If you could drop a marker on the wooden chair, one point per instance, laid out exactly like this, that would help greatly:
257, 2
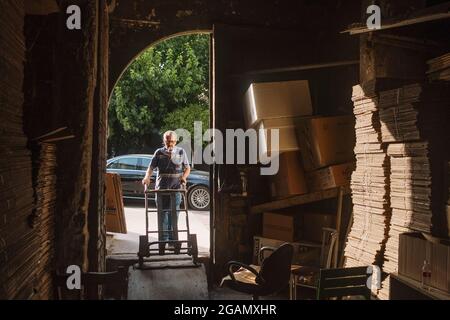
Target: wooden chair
308, 276
271, 277
114, 284
339, 283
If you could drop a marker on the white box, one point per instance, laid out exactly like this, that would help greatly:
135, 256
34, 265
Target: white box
276, 99
287, 136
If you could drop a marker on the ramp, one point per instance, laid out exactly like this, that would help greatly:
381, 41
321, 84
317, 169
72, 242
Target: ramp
168, 280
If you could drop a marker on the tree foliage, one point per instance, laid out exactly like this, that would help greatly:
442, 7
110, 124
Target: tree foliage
165, 88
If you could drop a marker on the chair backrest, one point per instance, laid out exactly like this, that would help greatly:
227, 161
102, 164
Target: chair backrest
329, 237
276, 268
338, 283
114, 284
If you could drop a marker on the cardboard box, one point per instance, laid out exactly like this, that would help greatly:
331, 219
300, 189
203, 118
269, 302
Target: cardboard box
276, 99
287, 136
290, 180
330, 177
313, 224
414, 249
305, 253
325, 141
278, 226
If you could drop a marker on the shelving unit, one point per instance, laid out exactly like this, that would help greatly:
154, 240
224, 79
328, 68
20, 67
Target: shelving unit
338, 193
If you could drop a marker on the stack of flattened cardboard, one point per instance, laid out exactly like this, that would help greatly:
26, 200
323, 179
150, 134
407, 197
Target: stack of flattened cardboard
369, 184
412, 124
439, 68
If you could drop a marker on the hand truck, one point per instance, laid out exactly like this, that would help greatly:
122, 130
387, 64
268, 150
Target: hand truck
146, 248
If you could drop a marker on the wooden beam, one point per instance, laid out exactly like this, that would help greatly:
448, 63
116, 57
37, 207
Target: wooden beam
41, 7
303, 67
298, 200
398, 24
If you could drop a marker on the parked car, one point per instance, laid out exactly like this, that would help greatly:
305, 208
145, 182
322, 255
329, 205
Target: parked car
132, 168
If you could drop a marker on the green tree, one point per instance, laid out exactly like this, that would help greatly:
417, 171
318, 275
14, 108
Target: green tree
166, 87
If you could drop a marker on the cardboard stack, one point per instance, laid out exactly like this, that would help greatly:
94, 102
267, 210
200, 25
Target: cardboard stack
369, 184
412, 123
439, 68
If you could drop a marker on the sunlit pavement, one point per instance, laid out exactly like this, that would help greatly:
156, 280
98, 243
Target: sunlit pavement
135, 220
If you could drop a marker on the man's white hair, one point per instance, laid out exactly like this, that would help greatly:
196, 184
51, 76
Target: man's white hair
170, 133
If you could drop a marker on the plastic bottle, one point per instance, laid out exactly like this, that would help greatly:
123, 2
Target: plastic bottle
426, 275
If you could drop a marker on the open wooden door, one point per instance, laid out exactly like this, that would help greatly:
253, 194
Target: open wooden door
115, 215
240, 56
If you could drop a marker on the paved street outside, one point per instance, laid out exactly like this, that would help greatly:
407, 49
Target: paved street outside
122, 244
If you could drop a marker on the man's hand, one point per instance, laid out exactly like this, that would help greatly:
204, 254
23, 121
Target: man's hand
146, 181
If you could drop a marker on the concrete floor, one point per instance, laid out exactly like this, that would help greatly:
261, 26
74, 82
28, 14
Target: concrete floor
143, 284
123, 244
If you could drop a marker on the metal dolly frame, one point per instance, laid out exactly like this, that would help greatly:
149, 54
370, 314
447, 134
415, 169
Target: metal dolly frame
145, 246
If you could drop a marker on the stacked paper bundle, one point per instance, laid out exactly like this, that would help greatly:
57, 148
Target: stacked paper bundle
369, 185
439, 68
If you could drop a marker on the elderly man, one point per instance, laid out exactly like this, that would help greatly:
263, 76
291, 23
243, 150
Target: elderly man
173, 169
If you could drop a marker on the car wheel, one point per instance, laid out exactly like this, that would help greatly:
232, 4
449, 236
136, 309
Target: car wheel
199, 198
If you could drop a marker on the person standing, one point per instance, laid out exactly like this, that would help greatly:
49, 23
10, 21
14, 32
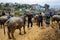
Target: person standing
30, 20
48, 19
3, 13
40, 20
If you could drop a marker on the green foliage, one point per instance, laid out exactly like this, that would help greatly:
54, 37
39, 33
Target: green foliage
18, 12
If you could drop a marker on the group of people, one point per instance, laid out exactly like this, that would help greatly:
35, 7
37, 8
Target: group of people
40, 19
30, 16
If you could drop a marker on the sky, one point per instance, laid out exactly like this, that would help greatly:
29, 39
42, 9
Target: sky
52, 3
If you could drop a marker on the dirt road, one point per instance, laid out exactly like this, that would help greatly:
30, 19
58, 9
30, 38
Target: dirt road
34, 33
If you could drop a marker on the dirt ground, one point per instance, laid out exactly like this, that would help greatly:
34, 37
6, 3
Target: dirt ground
34, 33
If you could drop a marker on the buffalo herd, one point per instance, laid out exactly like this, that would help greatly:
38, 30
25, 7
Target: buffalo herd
17, 22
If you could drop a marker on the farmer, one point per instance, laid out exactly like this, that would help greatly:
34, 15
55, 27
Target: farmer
3, 13
40, 20
30, 20
47, 19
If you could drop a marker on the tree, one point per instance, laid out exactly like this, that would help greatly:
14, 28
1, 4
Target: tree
46, 6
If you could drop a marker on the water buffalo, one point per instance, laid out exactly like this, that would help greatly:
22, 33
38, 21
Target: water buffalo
3, 19
14, 23
56, 18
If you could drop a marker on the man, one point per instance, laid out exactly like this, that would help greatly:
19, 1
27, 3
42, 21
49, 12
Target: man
9, 15
30, 20
40, 20
48, 19
3, 13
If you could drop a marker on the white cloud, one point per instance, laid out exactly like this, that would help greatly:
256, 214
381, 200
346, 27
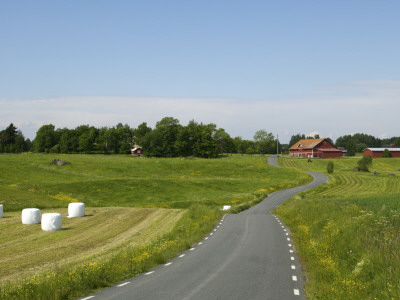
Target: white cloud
366, 106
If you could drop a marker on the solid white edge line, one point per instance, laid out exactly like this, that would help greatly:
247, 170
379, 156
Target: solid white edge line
122, 284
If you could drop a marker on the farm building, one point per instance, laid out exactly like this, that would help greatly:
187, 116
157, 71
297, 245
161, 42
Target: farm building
319, 148
137, 151
377, 152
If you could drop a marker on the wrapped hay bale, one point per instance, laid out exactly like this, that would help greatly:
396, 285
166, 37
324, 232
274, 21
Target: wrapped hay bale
76, 209
51, 222
31, 216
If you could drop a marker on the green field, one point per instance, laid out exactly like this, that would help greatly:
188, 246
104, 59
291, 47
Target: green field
347, 231
155, 208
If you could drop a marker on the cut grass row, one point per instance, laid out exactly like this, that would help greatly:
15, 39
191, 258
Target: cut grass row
347, 231
198, 188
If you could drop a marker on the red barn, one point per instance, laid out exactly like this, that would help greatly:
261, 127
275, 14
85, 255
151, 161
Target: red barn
377, 152
320, 148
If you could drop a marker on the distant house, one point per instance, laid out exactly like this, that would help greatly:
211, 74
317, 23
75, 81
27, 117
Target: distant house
377, 152
315, 148
137, 151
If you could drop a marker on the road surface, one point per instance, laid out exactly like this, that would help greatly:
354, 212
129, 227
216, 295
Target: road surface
247, 256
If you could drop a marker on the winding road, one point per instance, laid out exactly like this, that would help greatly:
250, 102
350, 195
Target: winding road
247, 256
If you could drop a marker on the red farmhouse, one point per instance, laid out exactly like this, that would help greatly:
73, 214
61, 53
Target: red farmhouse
377, 152
320, 148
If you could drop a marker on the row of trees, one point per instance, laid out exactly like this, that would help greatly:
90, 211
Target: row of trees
168, 139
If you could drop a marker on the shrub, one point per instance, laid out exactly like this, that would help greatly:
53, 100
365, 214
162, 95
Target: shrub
386, 153
364, 163
330, 167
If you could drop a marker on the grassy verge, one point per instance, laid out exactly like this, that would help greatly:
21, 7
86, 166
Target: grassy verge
188, 192
348, 230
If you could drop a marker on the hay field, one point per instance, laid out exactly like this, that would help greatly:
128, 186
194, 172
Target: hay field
27, 250
348, 230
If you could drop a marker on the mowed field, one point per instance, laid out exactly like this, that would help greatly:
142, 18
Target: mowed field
347, 231
139, 212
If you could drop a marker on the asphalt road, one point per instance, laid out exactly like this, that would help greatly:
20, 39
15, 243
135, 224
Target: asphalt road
247, 256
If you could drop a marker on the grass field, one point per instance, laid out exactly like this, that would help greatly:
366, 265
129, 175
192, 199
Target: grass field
141, 212
347, 231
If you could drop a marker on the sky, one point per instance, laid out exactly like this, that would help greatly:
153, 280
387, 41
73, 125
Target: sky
326, 67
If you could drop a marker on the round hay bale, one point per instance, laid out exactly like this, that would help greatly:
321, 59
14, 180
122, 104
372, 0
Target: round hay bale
76, 209
31, 216
51, 222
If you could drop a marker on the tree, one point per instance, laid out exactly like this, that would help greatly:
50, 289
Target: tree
━━━━━━━━
» **What is needed**: Copy exactly the lines from the first line of the records above through the line with "If you could drop a marker on the ramp, one", both included, and nothing else. Pictures stay out.

» **Output of the exercise**:
If you could drop a marker on the wooden chair, one point per instance, laid out exactly like this, that would help greatly:
257, 2
Target: wooden chair
308, 276
271, 277
114, 284
339, 283
If you could drop a marker on the white box, one point per instance, laid out exactly like this, that would help greatly:
135, 256
34, 265
Target: white box
276, 99
287, 136
If you could drop a marker on the ramp, one point per instance, laid out exactly like this, that would help greatly:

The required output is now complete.